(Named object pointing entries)
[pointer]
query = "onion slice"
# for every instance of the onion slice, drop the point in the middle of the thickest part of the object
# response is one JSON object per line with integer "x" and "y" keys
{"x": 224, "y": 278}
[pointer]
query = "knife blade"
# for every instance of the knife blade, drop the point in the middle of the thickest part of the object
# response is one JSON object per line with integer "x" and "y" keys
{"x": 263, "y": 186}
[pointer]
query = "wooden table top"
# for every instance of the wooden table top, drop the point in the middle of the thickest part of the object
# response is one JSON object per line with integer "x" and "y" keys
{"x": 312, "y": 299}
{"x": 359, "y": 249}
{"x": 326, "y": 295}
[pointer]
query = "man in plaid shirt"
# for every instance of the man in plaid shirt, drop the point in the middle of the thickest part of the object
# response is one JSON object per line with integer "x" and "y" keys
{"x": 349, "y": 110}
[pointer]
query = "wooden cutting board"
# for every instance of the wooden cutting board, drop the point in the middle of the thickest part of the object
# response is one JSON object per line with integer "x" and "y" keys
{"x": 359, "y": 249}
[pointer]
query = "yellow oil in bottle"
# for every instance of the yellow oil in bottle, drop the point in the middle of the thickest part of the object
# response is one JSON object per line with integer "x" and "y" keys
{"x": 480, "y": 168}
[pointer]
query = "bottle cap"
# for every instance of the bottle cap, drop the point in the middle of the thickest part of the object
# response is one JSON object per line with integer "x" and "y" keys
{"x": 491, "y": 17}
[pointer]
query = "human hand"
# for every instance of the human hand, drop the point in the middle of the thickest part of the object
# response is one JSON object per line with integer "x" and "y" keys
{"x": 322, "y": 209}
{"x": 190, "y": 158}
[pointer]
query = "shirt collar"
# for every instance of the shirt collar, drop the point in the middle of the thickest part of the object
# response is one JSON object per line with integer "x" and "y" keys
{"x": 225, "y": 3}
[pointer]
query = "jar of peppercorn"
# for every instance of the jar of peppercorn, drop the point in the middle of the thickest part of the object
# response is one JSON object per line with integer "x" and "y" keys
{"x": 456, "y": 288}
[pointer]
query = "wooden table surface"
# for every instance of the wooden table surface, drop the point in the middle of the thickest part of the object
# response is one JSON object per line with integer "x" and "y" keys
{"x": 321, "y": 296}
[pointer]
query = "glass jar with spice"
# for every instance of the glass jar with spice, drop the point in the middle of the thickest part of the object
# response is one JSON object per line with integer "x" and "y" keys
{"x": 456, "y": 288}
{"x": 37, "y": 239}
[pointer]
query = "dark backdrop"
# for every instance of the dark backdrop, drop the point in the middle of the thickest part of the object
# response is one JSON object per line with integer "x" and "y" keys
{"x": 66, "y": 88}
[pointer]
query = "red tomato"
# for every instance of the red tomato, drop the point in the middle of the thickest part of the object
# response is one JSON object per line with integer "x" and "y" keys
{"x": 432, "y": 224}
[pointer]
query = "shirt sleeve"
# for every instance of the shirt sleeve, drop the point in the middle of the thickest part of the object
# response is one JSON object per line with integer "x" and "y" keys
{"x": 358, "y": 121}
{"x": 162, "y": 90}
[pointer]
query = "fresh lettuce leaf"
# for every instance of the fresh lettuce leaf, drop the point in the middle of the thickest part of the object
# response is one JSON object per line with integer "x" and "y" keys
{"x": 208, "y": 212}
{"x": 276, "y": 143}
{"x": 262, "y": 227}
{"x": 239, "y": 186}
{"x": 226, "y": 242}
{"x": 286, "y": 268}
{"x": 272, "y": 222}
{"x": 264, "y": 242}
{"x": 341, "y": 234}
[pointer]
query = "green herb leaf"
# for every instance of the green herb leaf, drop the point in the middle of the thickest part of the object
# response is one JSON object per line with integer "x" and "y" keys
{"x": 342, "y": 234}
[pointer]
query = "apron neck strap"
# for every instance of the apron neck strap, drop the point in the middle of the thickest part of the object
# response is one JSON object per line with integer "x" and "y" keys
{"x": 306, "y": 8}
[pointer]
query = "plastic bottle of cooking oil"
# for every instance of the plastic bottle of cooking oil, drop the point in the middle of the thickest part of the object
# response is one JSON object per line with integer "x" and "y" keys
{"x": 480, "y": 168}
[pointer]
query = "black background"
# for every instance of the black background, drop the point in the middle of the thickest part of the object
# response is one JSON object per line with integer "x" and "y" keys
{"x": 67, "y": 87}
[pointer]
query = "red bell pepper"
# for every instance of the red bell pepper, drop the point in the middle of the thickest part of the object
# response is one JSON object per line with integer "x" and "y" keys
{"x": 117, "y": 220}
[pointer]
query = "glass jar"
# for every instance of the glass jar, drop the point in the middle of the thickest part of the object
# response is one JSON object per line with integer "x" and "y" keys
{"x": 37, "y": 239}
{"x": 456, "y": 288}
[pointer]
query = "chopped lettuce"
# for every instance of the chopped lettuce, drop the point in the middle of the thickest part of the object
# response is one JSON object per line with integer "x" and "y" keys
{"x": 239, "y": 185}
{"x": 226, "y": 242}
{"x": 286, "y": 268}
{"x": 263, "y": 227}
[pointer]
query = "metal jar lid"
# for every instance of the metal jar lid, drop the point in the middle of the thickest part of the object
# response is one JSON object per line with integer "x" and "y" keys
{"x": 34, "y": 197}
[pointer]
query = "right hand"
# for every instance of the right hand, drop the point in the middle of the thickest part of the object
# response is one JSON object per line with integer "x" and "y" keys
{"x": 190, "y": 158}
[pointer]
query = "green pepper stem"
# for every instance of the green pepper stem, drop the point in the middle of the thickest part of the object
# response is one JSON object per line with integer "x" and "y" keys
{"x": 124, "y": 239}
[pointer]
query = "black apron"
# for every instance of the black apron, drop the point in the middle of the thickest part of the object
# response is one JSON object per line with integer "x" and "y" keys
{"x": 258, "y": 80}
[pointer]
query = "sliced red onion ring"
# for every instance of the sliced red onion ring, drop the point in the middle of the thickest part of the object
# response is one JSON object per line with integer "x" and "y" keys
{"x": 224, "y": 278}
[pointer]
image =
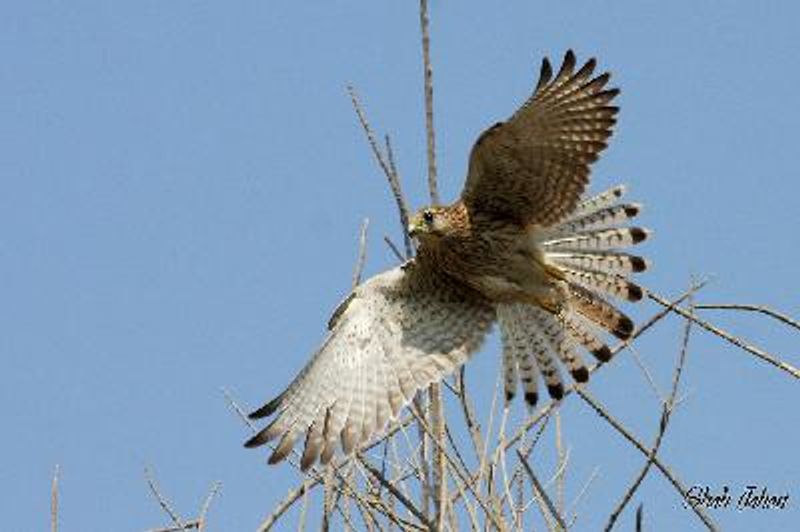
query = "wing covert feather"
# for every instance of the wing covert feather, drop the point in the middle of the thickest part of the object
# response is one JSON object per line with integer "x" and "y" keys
{"x": 534, "y": 167}
{"x": 400, "y": 331}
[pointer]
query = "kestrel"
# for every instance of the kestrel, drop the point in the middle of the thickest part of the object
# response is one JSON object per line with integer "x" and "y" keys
{"x": 518, "y": 247}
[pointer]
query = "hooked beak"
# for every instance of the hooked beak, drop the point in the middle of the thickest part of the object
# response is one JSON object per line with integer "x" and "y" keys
{"x": 413, "y": 229}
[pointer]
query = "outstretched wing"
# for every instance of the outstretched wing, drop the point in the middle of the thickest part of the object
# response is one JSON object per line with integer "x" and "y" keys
{"x": 397, "y": 333}
{"x": 534, "y": 167}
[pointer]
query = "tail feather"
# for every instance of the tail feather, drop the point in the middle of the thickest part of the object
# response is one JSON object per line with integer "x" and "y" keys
{"x": 602, "y": 240}
{"x": 607, "y": 262}
{"x": 600, "y": 312}
{"x": 605, "y": 283}
{"x": 596, "y": 203}
{"x": 605, "y": 218}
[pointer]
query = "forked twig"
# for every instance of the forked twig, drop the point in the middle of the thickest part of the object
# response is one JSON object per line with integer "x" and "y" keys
{"x": 162, "y": 501}
{"x": 753, "y": 308}
{"x": 541, "y": 492}
{"x": 666, "y": 412}
{"x": 679, "y": 486}
{"x": 738, "y": 342}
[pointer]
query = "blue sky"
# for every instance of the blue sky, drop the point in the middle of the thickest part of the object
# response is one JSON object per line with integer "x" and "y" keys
{"x": 182, "y": 186}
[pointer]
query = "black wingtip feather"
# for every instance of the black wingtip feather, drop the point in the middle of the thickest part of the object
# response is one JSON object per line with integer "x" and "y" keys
{"x": 635, "y": 292}
{"x": 603, "y": 354}
{"x": 631, "y": 210}
{"x": 531, "y": 398}
{"x": 638, "y": 264}
{"x": 545, "y": 74}
{"x": 580, "y": 374}
{"x": 256, "y": 441}
{"x": 624, "y": 329}
{"x": 638, "y": 235}
{"x": 556, "y": 391}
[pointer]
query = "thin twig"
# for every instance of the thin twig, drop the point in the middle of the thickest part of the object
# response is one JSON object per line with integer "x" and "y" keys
{"x": 358, "y": 270}
{"x": 387, "y": 165}
{"x": 165, "y": 505}
{"x": 410, "y": 506}
{"x": 753, "y": 308}
{"x": 54, "y": 499}
{"x": 667, "y": 408}
{"x": 679, "y": 486}
{"x": 397, "y": 192}
{"x": 207, "y": 505}
{"x": 738, "y": 342}
{"x": 424, "y": 23}
{"x": 540, "y": 489}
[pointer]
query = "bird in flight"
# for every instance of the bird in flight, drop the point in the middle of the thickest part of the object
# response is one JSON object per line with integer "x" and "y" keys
{"x": 521, "y": 247}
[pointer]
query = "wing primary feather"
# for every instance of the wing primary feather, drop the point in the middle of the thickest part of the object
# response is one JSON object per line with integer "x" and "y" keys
{"x": 545, "y": 73}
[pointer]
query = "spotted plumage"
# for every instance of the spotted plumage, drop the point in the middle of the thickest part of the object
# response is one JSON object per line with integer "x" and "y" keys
{"x": 519, "y": 247}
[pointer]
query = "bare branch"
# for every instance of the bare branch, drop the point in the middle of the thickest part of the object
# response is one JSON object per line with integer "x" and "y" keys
{"x": 207, "y": 505}
{"x": 387, "y": 165}
{"x": 292, "y": 497}
{"x": 165, "y": 505}
{"x": 396, "y": 493}
{"x": 738, "y": 342}
{"x": 667, "y": 409}
{"x": 430, "y": 132}
{"x": 679, "y": 486}
{"x": 397, "y": 192}
{"x": 358, "y": 270}
{"x": 541, "y": 492}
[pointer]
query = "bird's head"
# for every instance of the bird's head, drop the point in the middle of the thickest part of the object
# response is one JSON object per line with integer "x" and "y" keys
{"x": 430, "y": 223}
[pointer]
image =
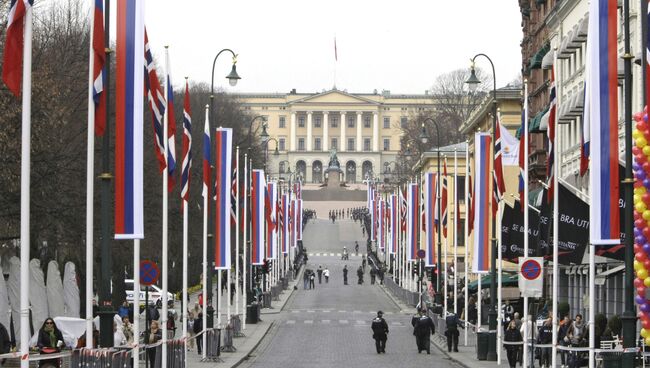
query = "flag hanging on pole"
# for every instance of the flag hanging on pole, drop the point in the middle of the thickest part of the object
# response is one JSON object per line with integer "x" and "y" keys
{"x": 551, "y": 136}
{"x": 99, "y": 59}
{"x": 171, "y": 130}
{"x": 157, "y": 104}
{"x": 129, "y": 59}
{"x": 187, "y": 145}
{"x": 601, "y": 115}
{"x": 258, "y": 191}
{"x": 444, "y": 200}
{"x": 223, "y": 167}
{"x": 412, "y": 227}
{"x": 429, "y": 210}
{"x": 271, "y": 230}
{"x": 12, "y": 65}
{"x": 481, "y": 261}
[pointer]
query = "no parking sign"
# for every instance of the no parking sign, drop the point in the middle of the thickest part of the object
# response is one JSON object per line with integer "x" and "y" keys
{"x": 531, "y": 276}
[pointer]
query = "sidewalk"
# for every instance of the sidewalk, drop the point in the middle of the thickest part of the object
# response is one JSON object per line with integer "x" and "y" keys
{"x": 466, "y": 355}
{"x": 254, "y": 333}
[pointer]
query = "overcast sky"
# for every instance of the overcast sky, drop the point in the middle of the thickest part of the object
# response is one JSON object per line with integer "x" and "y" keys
{"x": 400, "y": 46}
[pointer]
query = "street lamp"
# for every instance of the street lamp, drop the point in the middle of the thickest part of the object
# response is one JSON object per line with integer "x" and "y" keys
{"x": 473, "y": 83}
{"x": 424, "y": 138}
{"x": 232, "y": 77}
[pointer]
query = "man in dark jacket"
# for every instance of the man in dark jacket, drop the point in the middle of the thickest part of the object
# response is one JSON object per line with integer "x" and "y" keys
{"x": 423, "y": 328}
{"x": 452, "y": 332}
{"x": 380, "y": 332}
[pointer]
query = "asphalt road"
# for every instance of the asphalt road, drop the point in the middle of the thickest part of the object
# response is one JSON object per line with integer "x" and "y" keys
{"x": 329, "y": 326}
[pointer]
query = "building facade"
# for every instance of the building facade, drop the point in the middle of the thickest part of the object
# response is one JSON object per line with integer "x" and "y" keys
{"x": 363, "y": 128}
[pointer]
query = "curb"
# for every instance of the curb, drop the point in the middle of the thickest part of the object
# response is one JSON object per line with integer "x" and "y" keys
{"x": 247, "y": 355}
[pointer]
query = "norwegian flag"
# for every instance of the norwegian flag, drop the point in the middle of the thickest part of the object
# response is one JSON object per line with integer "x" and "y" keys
{"x": 99, "y": 59}
{"x": 551, "y": 136}
{"x": 171, "y": 130}
{"x": 157, "y": 103}
{"x": 12, "y": 69}
{"x": 233, "y": 193}
{"x": 187, "y": 145}
{"x": 498, "y": 160}
{"x": 444, "y": 200}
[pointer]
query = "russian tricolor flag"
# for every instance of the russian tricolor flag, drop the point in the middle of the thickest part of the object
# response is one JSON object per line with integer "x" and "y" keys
{"x": 601, "y": 115}
{"x": 223, "y": 168}
{"x": 412, "y": 220}
{"x": 430, "y": 217}
{"x": 482, "y": 161}
{"x": 258, "y": 192}
{"x": 129, "y": 114}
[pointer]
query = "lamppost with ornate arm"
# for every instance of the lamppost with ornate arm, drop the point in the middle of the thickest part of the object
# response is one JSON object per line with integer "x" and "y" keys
{"x": 473, "y": 83}
{"x": 232, "y": 77}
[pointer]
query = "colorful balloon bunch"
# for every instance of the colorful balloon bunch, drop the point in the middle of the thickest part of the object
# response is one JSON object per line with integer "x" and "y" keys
{"x": 641, "y": 167}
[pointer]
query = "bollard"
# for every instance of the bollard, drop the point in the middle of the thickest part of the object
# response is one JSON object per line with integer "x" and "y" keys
{"x": 227, "y": 340}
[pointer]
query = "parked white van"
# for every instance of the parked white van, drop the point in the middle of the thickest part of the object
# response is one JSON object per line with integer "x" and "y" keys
{"x": 155, "y": 294}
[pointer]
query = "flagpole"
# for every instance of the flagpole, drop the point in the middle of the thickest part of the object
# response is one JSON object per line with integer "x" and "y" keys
{"x": 245, "y": 242}
{"x": 90, "y": 192}
{"x": 136, "y": 304}
{"x": 206, "y": 194}
{"x": 455, "y": 231}
{"x": 25, "y": 166}
{"x": 466, "y": 236}
{"x": 237, "y": 288}
{"x": 165, "y": 221}
{"x": 524, "y": 136}
{"x": 556, "y": 213}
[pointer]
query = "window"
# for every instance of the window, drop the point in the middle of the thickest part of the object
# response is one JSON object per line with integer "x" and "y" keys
{"x": 460, "y": 189}
{"x": 350, "y": 144}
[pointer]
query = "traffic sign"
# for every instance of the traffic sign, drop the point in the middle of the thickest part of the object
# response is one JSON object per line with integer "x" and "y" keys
{"x": 531, "y": 269}
{"x": 149, "y": 273}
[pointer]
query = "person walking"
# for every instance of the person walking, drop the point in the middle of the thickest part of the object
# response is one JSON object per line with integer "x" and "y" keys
{"x": 380, "y": 332}
{"x": 326, "y": 273}
{"x": 423, "y": 328}
{"x": 512, "y": 335}
{"x": 452, "y": 334}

*EXERCISE DIRECTIONS*.
Show every line of the entries above that contains the string "sliced", copying each one in full. Case counts when matching.

*EXPECTED ANSWER*.
query = "sliced red onion ring"
# for every instance of the sliced red onion ring, drop the point in the middle of the thickest part of the object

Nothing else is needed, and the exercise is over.